*问题描述:* 逐字抄录下方数据中从含有“row of soldiers”的那一行到含有“x=103, y=247”的那一行，首尾两行都包括在内。抄录时略去图片。

*所给数据:*
_ _ _ _

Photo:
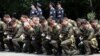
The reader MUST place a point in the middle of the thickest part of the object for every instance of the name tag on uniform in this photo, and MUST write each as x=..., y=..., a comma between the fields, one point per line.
x=43, y=34
x=48, y=37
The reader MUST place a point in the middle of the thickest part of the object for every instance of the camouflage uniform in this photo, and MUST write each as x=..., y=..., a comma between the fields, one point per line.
x=2, y=28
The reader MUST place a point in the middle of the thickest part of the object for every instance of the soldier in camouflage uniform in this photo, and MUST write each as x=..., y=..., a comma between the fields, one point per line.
x=96, y=27
x=45, y=39
x=2, y=28
x=66, y=36
x=28, y=32
x=37, y=41
x=8, y=31
x=87, y=34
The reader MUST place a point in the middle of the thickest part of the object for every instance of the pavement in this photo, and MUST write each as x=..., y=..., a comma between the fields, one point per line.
x=27, y=54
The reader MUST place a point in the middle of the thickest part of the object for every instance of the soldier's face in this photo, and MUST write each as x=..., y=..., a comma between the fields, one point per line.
x=50, y=5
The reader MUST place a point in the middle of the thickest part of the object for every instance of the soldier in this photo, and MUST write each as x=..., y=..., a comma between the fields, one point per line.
x=15, y=38
x=67, y=37
x=52, y=12
x=33, y=11
x=39, y=10
x=59, y=12
x=28, y=32
x=87, y=34
x=44, y=33
x=2, y=28
x=8, y=31
x=54, y=30
x=96, y=27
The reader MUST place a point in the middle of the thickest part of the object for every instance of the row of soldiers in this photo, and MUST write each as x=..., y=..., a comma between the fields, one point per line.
x=48, y=36
x=55, y=12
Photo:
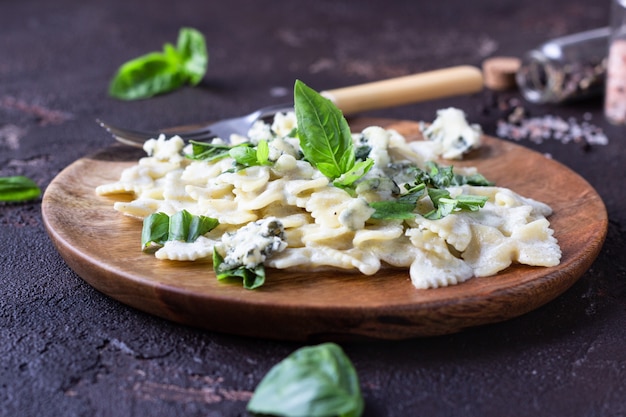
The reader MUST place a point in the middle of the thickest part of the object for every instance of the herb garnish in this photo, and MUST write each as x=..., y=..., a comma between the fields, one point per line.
x=325, y=137
x=18, y=188
x=314, y=381
x=251, y=277
x=433, y=183
x=160, y=72
x=183, y=226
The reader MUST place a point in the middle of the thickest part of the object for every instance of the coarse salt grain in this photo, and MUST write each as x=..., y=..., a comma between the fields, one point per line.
x=539, y=129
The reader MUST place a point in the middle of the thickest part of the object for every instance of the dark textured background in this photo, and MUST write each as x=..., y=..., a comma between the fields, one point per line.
x=67, y=350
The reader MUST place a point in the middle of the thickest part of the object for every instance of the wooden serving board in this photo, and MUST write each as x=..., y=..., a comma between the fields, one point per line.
x=103, y=247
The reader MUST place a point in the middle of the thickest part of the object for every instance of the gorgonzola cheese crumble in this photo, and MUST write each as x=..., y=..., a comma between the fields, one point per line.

_ _ _ _

*参考解答:*
The reader MUST place a point in the middle of the thickest part of the object for every instance of the row of soldiers in this photo, and MUST write each as x=..., y=..., a comma between the fields, one point per line.
x=48, y=36
x=55, y=12
Photo:
The reader MUST place a point in the middle of the thickest part of the object for every instance of the herb garnish in this photo, and MUST write each as x=..., y=..., a comma between the fields, one point per line.
x=325, y=137
x=18, y=188
x=314, y=381
x=251, y=277
x=433, y=183
x=160, y=72
x=183, y=226
The reader MUST place a point in the middle of the thickest part of the object for every instance of the coarse salt grain in this photo, and MUST write each as x=..., y=..., a comma between the fields, one point per line.
x=539, y=129
The reader MUST place a point in the middle of the thickest part of the object for every instance of the dark textured background in this photo, and MUST write each as x=..., y=..., a comma between the fields, one point per line.
x=67, y=350
The reader MUST place a point in the middle of the thickest part of the object for every instance of the wooden serving board in this photo, and MUST write each as x=..., y=..., a comma between the fields, one point per line.
x=103, y=247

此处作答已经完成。